Awesome
Geometric-Topic-Modeling
This is a Python 2 implementation of Geometric Dirichlet Means algorithm for topic inference (M. Yurochkin, X. Nguyen NIPS 2016) and Conic Scan-and-Cover algorithms for nonparametric topic modeling (M. Yurochkin, A. Guha, X. Nguyen NIPS 2017). Code written by Mikhail Yurochkin.
Overview
This is a simple demonstration of GDM, CoSAC and Gibbs sampler (from lda package) on simulated data. More extensive guide is in preparation.
all_func.py Implements data simulation according to LDA model, GDM algorithm and projection estimate of topic proportions $\theta$
geom_tm.py Implements CoSAC algorithm for sparse document-term matrix and wraps it as scikit-learn class
tester_CoSAC.py contains a simulated example
Implementation is designed to be used in the interactive mode (e.g. Python IDE like Spyder).
Usage guide for GDM algorithm
gdm(wdfn, K, ncores=-1)

» Data block
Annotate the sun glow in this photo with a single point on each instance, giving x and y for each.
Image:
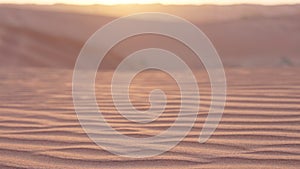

» Problem to solve
Edit the stretch of the topic modeling readme from "all_func.py Implements data" through "gdm(wdfn, K, ncores=-1)" so that "Spyder" becomes "PyCharm". Work from the readme alone.

» Result of this task
all_func.py Implements data simulation according to LDA model, GDM algorithm and projection estimate of topic proportions $\theta$
geom_tm.py Implements CoSAC algorithm for sparse document-term matrix and wraps it as scikit-learn class
tester_CoSAC.py contains a simulated example
Implementation is designed to be used in the interactive mode (e.g. Python IDE like PyCharm).
Usage guide for GDM algorithm
gdm(wdfn, K, ncores=-1)